Copy every line of the entries below word for word, omitting the pictures.
────────
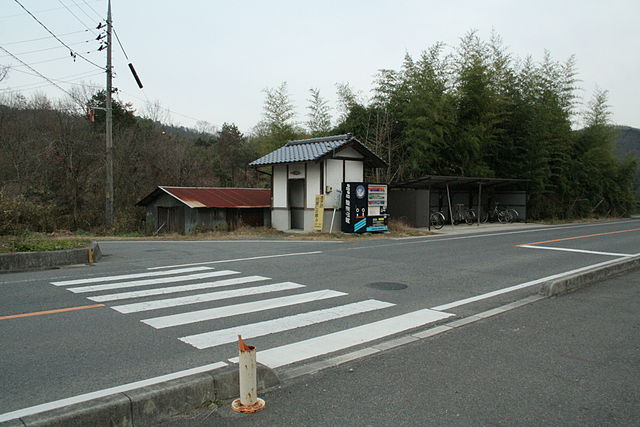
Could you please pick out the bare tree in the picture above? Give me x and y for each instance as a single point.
(319, 122)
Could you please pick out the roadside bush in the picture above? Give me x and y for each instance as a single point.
(19, 215)
(36, 245)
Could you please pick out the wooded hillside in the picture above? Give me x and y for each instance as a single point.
(473, 111)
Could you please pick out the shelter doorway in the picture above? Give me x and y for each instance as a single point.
(296, 196)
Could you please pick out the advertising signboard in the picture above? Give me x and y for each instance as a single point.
(364, 207)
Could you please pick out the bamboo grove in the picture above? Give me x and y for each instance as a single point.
(470, 110)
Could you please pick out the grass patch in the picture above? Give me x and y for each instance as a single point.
(38, 244)
(63, 239)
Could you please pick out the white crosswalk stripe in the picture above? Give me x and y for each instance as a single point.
(318, 346)
(139, 288)
(212, 296)
(129, 276)
(175, 289)
(224, 336)
(234, 310)
(147, 282)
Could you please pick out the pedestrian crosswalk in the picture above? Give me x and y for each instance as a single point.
(235, 297)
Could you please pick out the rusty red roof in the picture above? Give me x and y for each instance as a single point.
(215, 197)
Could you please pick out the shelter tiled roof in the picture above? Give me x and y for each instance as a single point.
(214, 197)
(305, 150)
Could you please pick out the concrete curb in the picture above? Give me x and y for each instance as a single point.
(150, 405)
(27, 261)
(579, 280)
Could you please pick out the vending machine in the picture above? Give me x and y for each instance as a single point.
(364, 207)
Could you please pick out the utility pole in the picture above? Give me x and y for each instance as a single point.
(109, 130)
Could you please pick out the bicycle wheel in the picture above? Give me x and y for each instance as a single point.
(470, 216)
(437, 220)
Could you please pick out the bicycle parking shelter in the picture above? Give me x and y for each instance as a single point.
(413, 200)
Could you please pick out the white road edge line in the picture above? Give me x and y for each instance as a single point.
(237, 259)
(106, 392)
(532, 230)
(520, 286)
(575, 250)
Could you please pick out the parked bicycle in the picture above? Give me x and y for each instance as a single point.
(438, 219)
(503, 216)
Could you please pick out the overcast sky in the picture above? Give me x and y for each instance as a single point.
(212, 60)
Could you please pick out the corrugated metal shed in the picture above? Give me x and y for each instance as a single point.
(305, 150)
(214, 197)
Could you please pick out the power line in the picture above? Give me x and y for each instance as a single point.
(46, 61)
(76, 16)
(47, 48)
(94, 11)
(37, 11)
(57, 38)
(121, 47)
(37, 72)
(58, 80)
(85, 13)
(44, 38)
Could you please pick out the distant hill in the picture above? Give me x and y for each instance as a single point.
(627, 140)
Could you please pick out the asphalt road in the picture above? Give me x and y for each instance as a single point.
(52, 356)
(573, 360)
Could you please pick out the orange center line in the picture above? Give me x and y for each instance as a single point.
(60, 310)
(580, 237)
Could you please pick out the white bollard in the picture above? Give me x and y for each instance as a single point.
(249, 400)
────────
• OUTPUT FOR THIS TASK:
Could you please pick out the bare tree in the picture above? Give me x and y for each instance as a single point.
(319, 122)
Could you please pick out the roadside bush in the picture above? Give me x and y for each instance as a single point.
(19, 215)
(36, 245)
Could you please pick out the wooded hillside in the picture above? Give me x and y for each instance as a single point.
(473, 111)
Could you please pick out the shelter doorway in the picture above? Give me x and y for each instance as a single point.
(296, 196)
Could you please pick out the advertising signboard in the picture above? Give me x and y for each instance as a single point.
(364, 207)
Could you please pick out the bamboo grove in the picture above? Give me x and y for each instance as a single point.
(470, 110)
Could you please pick out the grass patch in the picture above? Give me x and y for each instance as a single point.
(38, 244)
(63, 239)
Could you please pick out the white crosswalk stripe in the picture above? Give me x and y for each instance as a single point.
(318, 346)
(139, 288)
(212, 296)
(129, 276)
(175, 289)
(224, 336)
(234, 310)
(147, 282)
Could you please pick out the pedestrian crosswalk in the picture above? Give me x and y for each instance as a single point.
(235, 297)
Could you please pick out the rusty red roof in the picture above? Give me x and y for each instance as a single point.
(215, 197)
Could you please pick out the shelter tiled roof in the picture above? Give me x and y for each instance as a single point.
(214, 197)
(305, 150)
Could you please pick out the concrete curb in the picture above? Give me x and y for each instance as a single point.
(150, 405)
(27, 261)
(579, 280)
Could you please pick out the vending machine in the picture above? Give me x and y for each instance as a single point.
(364, 207)
Could you please pick out the utility pole in the picture above? Give me x and y for each instance as a single point.
(109, 130)
Could you please pick out the bicycle wheel in the picture above? Give me x and y for each instance as a single point.
(470, 216)
(437, 220)
Could you please pick out the bicycle parking shelter in the picture above? Give me x and y for each instance as a single point.
(413, 200)
Could you please pick out the white road edge line in the picture above? Give me x and y for each instance as a single point.
(237, 259)
(106, 392)
(532, 230)
(520, 286)
(575, 250)
Could you please pick out the parked bicycle in the picture above? Give me x and y for each instance as a single point.
(438, 219)
(503, 216)
Could you please pick out the overcast sky in the picture above? Give me x and y for each instance as a single point.
(212, 60)
Could you please pick out the corrugated metal shed in the picture above? Give me x and y for each instance as a single point.
(305, 150)
(214, 197)
Could you please pick out the power line in the picture above? Give me x and y for each instance as a single point.
(46, 61)
(76, 16)
(47, 48)
(94, 11)
(37, 11)
(57, 38)
(121, 47)
(37, 72)
(58, 80)
(85, 13)
(44, 38)
Could you please pick out the distant hill in the picture above? Give me x and y for each instance as a single point.
(627, 140)
Could you please pick out the asphalt road in the picture above? Give me x and y for each instance as a single point.
(52, 356)
(573, 360)
Could you please pick out the orange center line in the picture above? Give me x and y for each instance as a single point.
(60, 310)
(580, 237)
Could you please pick out the white bollard in the picture above? Give me x and y for each instance as a single point.
(249, 400)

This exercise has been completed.